(Entries shown Opens)

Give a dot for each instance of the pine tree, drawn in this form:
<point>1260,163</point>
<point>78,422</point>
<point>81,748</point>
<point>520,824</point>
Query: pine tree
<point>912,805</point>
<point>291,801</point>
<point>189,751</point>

(Entries shown Closes)

▶ _Problem description_: Exactly reproduce the lines of the data above that run from the line containing "<point>81,748</point>" through the final one.

▶ _Solution for this task_:
<point>81,748</point>
<point>520,824</point>
Query: pine tree
<point>912,805</point>
<point>291,801</point>
<point>189,751</point>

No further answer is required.